## Reading passage
As an engineer who has worked to ensure the safety of power plants and improve the performance of automotive airbags, Omer Kiyani has been drawn to jobs where he can help save lives.
So after the Sandy Hook Elementary School mass shooting in December 2012 sparked a nationwide debate over gun control and safety, Mr. Kiyani knew his engineering skills could make a difference.
A lifelong gun owner and member of the National Rifle Association (NRA), Kiyani felt that additional gun control wasn't the answer to curbing firearm violence but that technology could help saving lives.
After Sandy Hook, he said, "I felt that was one time when, as an NRA member, I was painted with the same brush as every gun owner, as a bad person. I felt like I needed to do something."
Since then, Kiyani has joined a new generation of researchers and entrepreneurs who are developing so-called "smart gun" technology that aims to prevent the use of weapons by unauthorized users.
While some are hailing smart guns and similar technology as part of the solution to gun violence, others complain the technology is a backdoor to further gun control. Furthermore, many critics and researchers have demonstrated defects in smart gun technology that raise concerns over reliability and security.

## Excerpted data
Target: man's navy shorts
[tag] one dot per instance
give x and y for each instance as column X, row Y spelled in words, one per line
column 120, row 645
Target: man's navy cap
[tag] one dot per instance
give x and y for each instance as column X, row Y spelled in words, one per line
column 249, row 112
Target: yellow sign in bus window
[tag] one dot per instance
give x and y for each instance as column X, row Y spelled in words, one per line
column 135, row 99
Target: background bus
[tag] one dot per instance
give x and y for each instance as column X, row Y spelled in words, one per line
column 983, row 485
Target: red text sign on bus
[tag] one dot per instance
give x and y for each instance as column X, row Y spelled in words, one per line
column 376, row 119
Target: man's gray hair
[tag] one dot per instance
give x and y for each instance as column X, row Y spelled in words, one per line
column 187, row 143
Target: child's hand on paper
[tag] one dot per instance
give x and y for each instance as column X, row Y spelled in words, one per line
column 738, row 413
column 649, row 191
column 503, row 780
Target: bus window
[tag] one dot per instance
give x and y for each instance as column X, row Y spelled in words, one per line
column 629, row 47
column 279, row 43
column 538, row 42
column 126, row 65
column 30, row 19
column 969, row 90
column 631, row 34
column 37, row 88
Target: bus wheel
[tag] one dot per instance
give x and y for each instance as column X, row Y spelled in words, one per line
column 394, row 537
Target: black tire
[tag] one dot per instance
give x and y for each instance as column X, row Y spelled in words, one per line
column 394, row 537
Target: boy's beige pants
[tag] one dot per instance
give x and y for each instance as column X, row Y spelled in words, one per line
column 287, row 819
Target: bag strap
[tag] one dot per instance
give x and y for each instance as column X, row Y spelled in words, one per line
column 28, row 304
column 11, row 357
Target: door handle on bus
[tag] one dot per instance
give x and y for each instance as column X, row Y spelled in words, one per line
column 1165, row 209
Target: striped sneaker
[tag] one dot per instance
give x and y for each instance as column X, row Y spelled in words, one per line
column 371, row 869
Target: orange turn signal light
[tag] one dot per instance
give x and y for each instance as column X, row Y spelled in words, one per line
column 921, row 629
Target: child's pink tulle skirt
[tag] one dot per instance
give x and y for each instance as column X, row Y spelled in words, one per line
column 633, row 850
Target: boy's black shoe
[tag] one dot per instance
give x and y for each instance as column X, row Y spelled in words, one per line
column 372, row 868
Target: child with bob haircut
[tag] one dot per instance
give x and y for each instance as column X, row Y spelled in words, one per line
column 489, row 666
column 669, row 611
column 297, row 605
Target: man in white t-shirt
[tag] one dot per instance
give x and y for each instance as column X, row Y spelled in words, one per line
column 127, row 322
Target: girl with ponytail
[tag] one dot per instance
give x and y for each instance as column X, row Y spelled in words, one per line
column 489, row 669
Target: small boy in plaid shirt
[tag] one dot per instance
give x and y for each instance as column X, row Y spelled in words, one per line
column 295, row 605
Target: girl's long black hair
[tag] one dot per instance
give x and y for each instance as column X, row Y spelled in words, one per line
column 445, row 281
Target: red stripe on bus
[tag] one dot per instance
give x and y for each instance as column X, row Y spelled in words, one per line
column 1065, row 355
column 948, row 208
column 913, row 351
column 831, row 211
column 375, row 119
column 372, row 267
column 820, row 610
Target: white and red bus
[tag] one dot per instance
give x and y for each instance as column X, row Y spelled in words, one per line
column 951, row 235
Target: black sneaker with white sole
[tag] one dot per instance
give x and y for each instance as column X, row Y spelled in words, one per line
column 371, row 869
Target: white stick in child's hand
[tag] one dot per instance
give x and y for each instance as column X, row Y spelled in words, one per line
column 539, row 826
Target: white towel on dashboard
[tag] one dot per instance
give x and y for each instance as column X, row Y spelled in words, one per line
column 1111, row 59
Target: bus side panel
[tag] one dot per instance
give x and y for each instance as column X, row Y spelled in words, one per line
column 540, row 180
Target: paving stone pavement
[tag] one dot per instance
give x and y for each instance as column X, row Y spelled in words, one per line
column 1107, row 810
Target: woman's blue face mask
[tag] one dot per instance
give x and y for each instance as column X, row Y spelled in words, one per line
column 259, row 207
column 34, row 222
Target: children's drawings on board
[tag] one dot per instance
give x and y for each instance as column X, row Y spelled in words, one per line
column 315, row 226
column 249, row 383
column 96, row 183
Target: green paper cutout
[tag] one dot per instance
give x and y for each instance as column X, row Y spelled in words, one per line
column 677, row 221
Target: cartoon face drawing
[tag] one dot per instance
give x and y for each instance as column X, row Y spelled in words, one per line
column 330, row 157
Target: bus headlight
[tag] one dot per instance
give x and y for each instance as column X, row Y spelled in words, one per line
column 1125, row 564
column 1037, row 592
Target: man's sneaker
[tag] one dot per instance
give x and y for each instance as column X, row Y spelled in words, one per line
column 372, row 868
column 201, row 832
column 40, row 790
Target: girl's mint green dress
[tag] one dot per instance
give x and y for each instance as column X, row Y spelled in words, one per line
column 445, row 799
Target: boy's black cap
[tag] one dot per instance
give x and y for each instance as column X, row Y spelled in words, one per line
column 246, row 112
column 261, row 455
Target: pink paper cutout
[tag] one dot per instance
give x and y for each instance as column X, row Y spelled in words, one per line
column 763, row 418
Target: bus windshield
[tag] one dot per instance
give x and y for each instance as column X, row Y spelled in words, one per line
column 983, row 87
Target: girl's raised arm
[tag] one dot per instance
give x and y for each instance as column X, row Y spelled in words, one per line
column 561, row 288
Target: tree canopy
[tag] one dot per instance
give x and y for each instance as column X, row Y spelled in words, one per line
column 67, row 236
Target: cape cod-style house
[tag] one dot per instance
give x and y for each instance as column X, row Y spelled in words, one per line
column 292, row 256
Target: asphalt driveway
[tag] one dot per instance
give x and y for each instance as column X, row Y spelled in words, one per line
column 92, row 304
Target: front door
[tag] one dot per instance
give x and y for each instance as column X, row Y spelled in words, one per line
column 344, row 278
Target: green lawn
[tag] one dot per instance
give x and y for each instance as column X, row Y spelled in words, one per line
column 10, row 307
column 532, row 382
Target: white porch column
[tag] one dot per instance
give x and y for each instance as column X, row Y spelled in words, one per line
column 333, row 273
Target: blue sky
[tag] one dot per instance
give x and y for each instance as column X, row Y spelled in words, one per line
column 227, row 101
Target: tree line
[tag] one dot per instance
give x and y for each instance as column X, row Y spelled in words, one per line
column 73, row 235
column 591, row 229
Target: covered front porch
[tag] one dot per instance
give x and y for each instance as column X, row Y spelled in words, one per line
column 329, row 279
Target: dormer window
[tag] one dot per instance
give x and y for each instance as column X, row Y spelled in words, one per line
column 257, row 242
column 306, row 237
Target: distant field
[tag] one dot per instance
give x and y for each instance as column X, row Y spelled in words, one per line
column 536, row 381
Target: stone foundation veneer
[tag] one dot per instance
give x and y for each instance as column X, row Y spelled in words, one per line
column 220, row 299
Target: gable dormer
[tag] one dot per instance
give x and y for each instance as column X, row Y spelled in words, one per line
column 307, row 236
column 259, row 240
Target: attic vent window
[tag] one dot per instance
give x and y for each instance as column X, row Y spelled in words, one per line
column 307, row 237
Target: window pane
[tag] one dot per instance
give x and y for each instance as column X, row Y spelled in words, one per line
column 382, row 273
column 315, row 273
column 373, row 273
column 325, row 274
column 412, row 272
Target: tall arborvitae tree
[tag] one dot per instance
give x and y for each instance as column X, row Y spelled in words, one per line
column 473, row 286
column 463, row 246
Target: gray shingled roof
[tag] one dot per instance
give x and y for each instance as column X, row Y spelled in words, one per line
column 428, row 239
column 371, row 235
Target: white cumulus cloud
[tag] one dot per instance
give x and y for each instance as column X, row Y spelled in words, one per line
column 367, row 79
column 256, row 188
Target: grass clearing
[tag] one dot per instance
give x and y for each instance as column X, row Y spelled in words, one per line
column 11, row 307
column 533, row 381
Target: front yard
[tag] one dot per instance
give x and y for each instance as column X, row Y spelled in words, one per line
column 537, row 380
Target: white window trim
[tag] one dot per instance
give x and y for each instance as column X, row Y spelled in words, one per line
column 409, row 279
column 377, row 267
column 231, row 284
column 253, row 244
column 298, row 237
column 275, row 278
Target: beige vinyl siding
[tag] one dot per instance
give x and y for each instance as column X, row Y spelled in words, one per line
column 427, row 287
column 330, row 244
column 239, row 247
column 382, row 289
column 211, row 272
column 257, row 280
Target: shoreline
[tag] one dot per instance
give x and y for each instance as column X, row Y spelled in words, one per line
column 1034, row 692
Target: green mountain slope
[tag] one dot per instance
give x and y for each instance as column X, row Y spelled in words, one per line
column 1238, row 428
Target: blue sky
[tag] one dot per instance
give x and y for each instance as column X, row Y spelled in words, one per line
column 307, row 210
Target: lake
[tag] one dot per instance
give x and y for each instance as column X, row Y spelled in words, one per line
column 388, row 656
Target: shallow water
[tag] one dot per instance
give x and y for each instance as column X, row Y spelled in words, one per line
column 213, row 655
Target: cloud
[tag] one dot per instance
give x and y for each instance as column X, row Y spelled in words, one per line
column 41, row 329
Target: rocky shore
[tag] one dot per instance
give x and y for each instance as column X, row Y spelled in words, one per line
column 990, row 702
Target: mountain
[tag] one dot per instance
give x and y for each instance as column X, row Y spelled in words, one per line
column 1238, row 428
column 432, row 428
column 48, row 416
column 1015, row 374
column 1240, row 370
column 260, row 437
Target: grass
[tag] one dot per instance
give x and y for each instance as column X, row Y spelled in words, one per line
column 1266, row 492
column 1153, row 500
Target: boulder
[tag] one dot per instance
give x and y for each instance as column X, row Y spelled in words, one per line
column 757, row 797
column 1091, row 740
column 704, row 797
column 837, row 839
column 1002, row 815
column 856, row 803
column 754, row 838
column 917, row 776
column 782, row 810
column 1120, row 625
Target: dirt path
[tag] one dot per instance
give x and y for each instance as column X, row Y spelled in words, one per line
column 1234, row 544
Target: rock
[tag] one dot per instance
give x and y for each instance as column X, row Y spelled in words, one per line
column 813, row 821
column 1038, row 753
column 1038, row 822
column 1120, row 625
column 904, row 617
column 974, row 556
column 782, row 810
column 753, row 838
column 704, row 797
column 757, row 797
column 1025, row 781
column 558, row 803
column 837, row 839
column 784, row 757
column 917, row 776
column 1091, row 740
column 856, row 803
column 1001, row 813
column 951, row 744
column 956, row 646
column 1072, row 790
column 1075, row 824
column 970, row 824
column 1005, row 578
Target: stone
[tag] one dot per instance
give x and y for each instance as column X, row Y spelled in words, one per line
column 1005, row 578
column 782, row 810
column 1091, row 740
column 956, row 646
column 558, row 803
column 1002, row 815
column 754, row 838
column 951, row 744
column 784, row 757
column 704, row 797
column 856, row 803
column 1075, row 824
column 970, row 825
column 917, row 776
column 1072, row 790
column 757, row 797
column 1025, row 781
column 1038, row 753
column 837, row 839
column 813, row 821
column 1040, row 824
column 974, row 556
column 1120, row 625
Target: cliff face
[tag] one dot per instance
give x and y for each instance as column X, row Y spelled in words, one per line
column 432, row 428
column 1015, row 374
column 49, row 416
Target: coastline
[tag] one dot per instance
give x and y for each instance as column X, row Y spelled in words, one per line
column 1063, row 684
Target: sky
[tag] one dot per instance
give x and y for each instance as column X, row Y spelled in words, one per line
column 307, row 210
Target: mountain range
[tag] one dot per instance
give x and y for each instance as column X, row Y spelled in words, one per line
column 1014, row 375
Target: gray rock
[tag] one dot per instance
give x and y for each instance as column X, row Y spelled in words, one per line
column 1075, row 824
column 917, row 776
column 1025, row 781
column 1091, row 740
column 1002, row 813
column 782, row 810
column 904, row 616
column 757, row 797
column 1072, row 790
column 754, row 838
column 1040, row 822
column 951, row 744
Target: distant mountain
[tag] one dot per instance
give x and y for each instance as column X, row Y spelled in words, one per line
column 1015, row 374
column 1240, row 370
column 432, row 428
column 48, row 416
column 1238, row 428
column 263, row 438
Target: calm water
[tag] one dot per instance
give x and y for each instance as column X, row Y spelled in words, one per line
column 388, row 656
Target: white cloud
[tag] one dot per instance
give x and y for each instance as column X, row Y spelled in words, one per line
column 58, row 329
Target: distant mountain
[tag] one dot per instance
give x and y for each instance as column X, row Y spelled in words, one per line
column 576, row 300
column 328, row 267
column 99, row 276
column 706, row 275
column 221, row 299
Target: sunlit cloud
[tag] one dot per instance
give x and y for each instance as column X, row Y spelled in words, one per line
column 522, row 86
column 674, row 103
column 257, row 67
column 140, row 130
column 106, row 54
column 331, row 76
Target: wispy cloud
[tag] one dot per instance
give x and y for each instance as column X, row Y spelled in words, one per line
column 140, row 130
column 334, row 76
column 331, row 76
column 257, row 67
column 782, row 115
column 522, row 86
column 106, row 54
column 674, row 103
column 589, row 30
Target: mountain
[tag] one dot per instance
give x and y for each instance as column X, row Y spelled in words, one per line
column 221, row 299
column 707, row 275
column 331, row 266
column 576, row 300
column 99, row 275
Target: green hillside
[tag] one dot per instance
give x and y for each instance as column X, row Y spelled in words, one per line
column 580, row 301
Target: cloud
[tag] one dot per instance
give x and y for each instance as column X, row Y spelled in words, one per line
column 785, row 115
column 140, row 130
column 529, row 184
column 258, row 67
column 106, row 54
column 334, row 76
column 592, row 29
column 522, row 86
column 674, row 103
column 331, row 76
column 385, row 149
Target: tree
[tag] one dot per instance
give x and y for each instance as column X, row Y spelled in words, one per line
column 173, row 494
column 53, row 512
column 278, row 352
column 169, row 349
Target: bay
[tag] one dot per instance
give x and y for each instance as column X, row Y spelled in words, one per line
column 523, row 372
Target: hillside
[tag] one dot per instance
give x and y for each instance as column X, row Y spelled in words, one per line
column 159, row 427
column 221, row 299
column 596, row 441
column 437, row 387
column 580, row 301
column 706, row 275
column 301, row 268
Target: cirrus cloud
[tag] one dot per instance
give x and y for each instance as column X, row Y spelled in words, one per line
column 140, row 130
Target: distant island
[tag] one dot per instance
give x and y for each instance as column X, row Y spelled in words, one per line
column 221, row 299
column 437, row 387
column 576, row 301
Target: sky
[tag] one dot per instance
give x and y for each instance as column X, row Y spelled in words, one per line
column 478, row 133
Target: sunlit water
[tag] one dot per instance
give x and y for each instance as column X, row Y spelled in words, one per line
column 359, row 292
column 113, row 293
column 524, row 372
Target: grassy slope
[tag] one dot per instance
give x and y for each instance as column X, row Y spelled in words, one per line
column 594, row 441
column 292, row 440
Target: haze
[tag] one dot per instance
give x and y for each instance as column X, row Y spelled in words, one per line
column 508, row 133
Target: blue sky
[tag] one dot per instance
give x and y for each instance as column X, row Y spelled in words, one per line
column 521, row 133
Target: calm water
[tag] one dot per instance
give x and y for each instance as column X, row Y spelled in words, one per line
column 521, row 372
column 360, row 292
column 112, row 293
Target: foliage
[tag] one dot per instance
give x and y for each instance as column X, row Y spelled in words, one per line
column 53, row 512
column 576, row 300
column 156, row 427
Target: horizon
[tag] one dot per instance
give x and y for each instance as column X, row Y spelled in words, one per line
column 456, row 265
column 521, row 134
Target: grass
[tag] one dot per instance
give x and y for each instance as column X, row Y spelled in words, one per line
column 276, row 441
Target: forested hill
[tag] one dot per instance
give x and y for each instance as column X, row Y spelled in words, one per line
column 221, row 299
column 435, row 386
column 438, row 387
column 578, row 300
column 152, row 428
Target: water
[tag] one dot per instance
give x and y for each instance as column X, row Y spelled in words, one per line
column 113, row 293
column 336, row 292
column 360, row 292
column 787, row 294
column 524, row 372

## Description of the task
Please reproduce the passage about smart guns from "After Sandy Hook, he" to "reliability and security.". The data has no connection to the passage about smart guns.

## Task solution
After Sandy Hook, he said, "I felt that was one time when, as an NRA member, I was painted with the same brush as every gun owner, as a bad person. I felt like I needed to do something."
Since then, Kiyani has joined a new generation of researchers and entrepreneurs who are developing so-called "smart gun" technology that aims to prevent the use of weapons by unauthorized users.
While some are hailing smart guns and similar technology as part of the solution to gun violence, others complain the technology is a backdoor to further gun control. Furthermore, many critics and researchers have demonstrated defects in smart gun technology that raise concerns over reliability and security.